→ **Work task 1**
Answer these questions using the passage on the M. bovis RPA assays.
(a) At what temperature were the LFS RPA reactions incubated?
(b) How many bovine milk samples were used to validate the assays on clinical samples?
(c) In how many replicates was the real-time RPA additionally tested with the standard DNA?
→ **Work task 2**
Return the stretch of the passage on the M. bovis RPA assays from "Analytical Specificity and" through "independently in triplicate.", copied word for word.

╭─ Given passage

A commercial TwistAmp™ nfo kit (TwistDX, Cambridge, UK) and lateral flow strip (USTAR, Hangzhou, China) were utilized in the M. bovis LFS RPA assay. The reaction volume was 50 μl including 29.5 μl of rehydration buffer, 2.1 μl of each RPA primer (uvrC-nfo-F and uvrC-nfo-R, 10 μmol/L), 0.6 μl of exo probe (uvrC-nfo-P, 10 μmol/L), and 2.5 μl of magnesium acetate (280 mmol/L). In addition, 1 μl of bacterial genomic DNA or standard DNA was used for the specific and sensitive analysis, while 2 μl of sample DNA was used for the clinical sample diagnosis. The LFS RPA reactions were incubated in an incubator block at 39°C for 5, 10, 15, and 20 min. The lateral flow strips were used to recognize the amplicons dual-labeled with FAM and biotin. The LFS RPA products were identified visually by using lateral flow strips according to the manufacturer’s instructions.

Analytical Specificity and Sensitivity Analysis

The specificity of the developed real-time RPA and LFS RPA assays was assessed using the genomic DNA of a panel of pathogens, including M. bovis, M. agalactiae, M. ovipneumoniae, M. hyopneumoniae, M. capricolum subsp. capripneumoniae, P. multocida, S. aureus, and P. aeruginosa. Five of these were closely related Mycoplasma species, and the other three could potentially be associated with mastitis in cattle. The assays were conducted independently in triplicate.

Aliquots of the M. bovis standard DNA ranging from 1.0 × 10⁷ to 1.0 × 10⁰ copies/μl were used to analyze the RPA analytical sensitivity. One microliter of each dilution was amplified by both RPA assays, and the limit of detection (LOD) was determined as the highest dilution of the virus detectable by the assays. The real-time RPA was additionally tested using the standard DNA in eight replicates, the threshold time was plotted against the molecules identified, and a semilog regression was calculated by Prism software 5.0 (GraphPad Software Inc., San Diego, CA, USA). Furthermore, in the LFS RPA, three independent reactions proceeded separately.

Validation With Clinical Samples

The developed assays were directly applied to DNA extracted from 65 bovine milk samples to confirm the applicability of the M. bovis-specific real-time RPA and LFS RPA assays in clinical diagnosis,. Then, the results were compared with those obtained with real-time PCR described previously (Clothier et al., 2010), which was run in parallel for the above clinical samples.

Results

Performance of the Real-Time RPA Assay

In the analytical specificity analysis, only the M. bovis DNA was amplified with the development of a typical fluorescence curve, and none of the other pathogens were amplified (Figure 1A), suggesting that the real-time RPA assay was highly specific to M. bovis. Similar results were observed in three repeats, demonstrating the good repeatability of the assays.

╰─
╭─ Extracted data

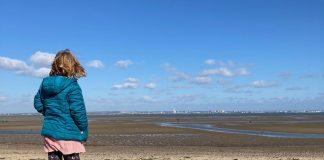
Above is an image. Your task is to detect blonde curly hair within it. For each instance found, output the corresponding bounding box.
[49,49,86,78]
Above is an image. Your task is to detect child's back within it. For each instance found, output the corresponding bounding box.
[34,76,88,141]
[34,50,88,160]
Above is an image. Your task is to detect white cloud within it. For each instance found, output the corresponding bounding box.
[205,59,216,65]
[201,67,235,77]
[32,67,51,77]
[87,60,105,68]
[251,80,278,88]
[30,51,55,67]
[201,67,250,77]
[145,82,156,89]
[0,56,29,71]
[0,96,7,102]
[164,63,190,82]
[112,77,139,90]
[115,60,133,69]
[193,76,212,84]
[205,59,235,67]
[236,68,250,76]
[0,57,50,77]
[142,95,156,102]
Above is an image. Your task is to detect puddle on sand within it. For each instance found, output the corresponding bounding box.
[158,122,324,138]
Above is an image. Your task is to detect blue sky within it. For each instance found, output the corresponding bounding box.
[0,0,324,113]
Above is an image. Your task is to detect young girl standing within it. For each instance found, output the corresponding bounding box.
[34,49,88,160]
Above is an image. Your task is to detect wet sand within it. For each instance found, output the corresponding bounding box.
[0,115,324,160]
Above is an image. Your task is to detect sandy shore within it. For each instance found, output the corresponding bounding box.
[0,144,324,160]
[0,115,324,160]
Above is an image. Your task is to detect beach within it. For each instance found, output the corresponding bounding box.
[0,114,324,160]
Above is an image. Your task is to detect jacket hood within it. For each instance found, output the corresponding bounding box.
[41,76,77,96]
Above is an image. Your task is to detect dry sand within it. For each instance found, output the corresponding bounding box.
[0,144,324,160]
[0,115,324,160]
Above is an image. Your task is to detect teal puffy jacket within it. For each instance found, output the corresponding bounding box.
[34,76,88,142]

╰─

→ **Task solution 1**
(a) 39°C
(b) 65
(c) Eight

→ **Task solution 2**
Analytical Specificity and Sensitivity Analysis

The specificity of the developed real-time RPA and LFS RPA assays was assessed using the genomic DNA of a panel of pathogens, including M. bovis, M. agalactiae, M. ovipneumoniae, M. hyopneumoniae, M. capricolum subsp. capripneumoniae, P. multocida, S. aureus, and P. aeruginosa. Five of these were closely related Mycoplasma species, and the other three could potentially be associated with mastitis in cattle. The assays were conducted independently in triplicate.